### What you should do
The result should be the lines from the one holding "Target: beige stone building" to the final line of the records below, repeated exactly and with no pictures.

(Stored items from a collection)
--------------------

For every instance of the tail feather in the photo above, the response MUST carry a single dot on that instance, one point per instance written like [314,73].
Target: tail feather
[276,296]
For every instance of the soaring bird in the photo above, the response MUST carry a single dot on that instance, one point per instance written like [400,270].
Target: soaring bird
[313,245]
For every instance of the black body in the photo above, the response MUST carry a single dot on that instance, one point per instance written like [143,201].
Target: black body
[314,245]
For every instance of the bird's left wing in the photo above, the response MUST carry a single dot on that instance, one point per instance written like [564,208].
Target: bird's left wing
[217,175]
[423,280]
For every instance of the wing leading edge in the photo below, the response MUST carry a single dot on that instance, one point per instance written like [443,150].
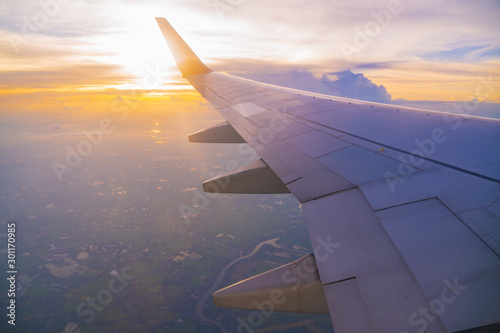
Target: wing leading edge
[402,205]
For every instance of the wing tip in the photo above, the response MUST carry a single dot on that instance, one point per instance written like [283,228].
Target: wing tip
[187,61]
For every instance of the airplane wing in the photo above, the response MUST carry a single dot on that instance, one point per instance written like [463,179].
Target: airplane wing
[402,205]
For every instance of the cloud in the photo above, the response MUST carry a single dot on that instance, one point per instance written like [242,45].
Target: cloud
[83,75]
[343,84]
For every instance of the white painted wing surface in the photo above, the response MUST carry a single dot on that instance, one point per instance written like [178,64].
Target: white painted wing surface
[402,205]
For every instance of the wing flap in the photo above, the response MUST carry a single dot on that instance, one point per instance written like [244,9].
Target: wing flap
[294,287]
[254,178]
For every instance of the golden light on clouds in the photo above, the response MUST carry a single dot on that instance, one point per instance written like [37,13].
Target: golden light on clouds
[104,49]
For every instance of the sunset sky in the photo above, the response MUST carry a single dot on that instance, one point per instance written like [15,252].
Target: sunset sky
[66,55]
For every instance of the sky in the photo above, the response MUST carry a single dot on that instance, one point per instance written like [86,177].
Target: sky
[61,55]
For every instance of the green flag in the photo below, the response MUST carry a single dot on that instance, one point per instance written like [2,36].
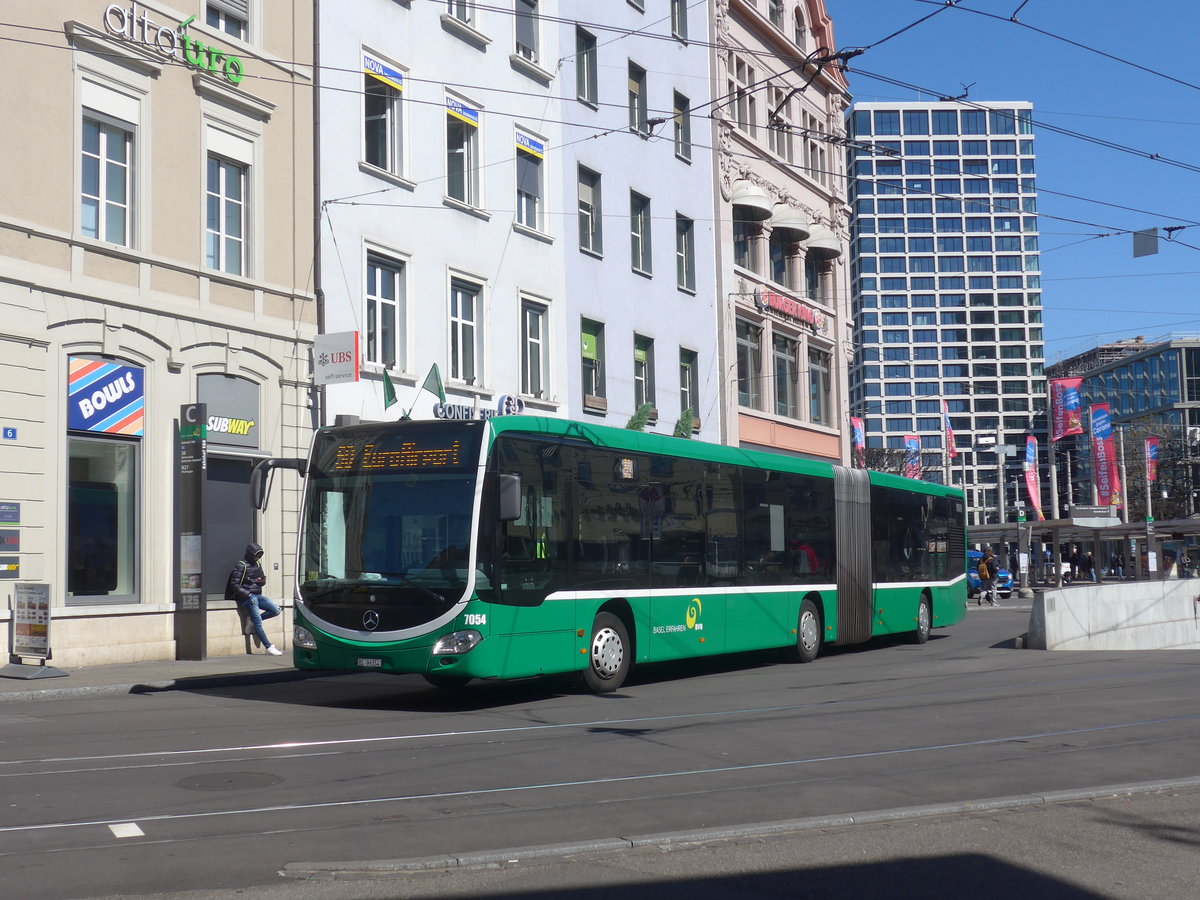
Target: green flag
[433,383]
[389,391]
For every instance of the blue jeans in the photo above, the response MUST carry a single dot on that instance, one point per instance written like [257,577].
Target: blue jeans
[258,607]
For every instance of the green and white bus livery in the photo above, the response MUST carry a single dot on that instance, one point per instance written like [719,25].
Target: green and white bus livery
[520,546]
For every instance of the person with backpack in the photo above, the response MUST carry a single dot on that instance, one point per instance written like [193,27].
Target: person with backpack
[245,587]
[989,570]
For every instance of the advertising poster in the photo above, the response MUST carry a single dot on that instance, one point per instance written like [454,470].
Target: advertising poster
[1032,480]
[911,456]
[1104,457]
[31,621]
[1066,415]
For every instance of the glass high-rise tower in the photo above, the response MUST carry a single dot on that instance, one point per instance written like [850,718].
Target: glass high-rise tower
[946,288]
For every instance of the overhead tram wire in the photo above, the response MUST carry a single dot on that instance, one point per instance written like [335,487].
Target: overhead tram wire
[1012,19]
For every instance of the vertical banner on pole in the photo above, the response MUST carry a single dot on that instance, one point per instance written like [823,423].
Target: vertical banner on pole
[858,441]
[1066,415]
[191,609]
[911,456]
[1032,478]
[1104,459]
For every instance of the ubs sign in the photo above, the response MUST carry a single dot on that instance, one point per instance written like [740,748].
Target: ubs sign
[171,41]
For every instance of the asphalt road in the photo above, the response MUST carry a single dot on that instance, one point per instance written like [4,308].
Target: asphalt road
[217,791]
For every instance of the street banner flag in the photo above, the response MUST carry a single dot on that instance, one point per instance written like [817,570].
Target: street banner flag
[858,441]
[1032,477]
[911,456]
[949,432]
[389,391]
[1066,417]
[433,383]
[1104,459]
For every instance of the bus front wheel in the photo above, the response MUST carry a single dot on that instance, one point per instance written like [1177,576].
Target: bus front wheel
[609,654]
[808,633]
[924,621]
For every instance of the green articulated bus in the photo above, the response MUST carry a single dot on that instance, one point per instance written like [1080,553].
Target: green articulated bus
[519,546]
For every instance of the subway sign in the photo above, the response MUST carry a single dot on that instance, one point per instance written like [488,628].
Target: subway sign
[172,41]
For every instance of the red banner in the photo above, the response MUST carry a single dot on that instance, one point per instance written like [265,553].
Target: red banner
[1032,480]
[1066,414]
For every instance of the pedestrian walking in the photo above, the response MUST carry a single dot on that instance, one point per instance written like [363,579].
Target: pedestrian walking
[988,571]
[245,586]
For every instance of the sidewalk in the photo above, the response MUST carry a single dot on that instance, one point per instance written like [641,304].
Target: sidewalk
[154,676]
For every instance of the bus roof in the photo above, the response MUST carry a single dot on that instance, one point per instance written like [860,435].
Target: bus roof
[606,436]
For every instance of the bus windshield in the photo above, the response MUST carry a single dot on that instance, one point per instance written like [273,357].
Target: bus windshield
[388,515]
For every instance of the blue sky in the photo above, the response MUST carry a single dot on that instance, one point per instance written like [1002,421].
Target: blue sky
[1093,289]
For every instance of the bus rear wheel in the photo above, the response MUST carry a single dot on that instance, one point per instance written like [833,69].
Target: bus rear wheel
[924,621]
[808,633]
[609,654]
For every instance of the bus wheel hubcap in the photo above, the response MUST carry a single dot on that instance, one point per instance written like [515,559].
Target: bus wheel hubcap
[607,653]
[809,631]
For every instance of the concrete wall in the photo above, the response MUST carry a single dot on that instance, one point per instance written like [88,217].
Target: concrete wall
[1151,616]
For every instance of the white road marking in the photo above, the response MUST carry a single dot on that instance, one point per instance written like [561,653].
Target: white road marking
[612,780]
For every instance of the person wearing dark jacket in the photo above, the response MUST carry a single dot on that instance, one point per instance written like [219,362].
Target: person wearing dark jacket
[245,587]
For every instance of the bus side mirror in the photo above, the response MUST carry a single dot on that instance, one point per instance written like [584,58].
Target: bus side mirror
[259,480]
[510,497]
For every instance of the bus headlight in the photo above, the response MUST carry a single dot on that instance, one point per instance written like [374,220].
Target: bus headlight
[457,642]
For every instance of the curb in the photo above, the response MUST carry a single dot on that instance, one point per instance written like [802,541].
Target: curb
[682,840]
[172,684]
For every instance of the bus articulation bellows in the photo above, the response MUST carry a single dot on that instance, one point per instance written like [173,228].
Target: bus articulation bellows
[520,546]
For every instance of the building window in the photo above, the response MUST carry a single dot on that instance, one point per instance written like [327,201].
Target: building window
[591,216]
[465,330]
[639,117]
[640,233]
[643,371]
[785,352]
[383,136]
[462,10]
[586,66]
[529,181]
[102,515]
[384,315]
[226,216]
[228,16]
[527,27]
[775,12]
[820,387]
[679,19]
[533,348]
[107,161]
[462,153]
[745,244]
[592,359]
[689,383]
[749,364]
[682,119]
[780,126]
[741,90]
[685,253]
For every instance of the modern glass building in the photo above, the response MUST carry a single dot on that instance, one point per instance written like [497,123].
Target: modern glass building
[946,287]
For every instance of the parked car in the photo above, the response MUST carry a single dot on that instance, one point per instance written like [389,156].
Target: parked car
[1003,579]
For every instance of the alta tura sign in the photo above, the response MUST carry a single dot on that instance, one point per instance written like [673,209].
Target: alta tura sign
[171,41]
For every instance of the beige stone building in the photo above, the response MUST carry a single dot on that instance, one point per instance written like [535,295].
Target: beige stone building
[781,204]
[156,250]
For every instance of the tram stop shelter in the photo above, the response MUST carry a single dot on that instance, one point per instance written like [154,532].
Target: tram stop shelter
[1092,528]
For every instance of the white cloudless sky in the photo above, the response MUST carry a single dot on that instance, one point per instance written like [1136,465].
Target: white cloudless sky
[1093,289]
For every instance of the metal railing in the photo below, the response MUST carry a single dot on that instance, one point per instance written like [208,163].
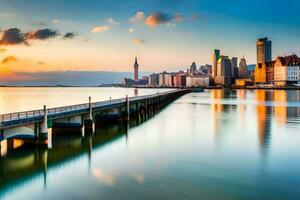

--------------------

### Exercise output
Target: beige stone building
[781,204]
[156,250]
For every instance of the tram stop shelter in the photo above, the response MUST carry a single dot on that instance, one point per instance written like [154,532].
Target: tram stop shelter
[1092,528]
For every instance of the white cloudless sky in the photo above, the response MUST carry a single dot on that instance, one point per instance written like [1136,465].
Target: white cloudless sky
[1093,289]
For every instance of the metal railing in the photo below, the response MUST carry a single dot on that instance, one point per instance written like [208,163].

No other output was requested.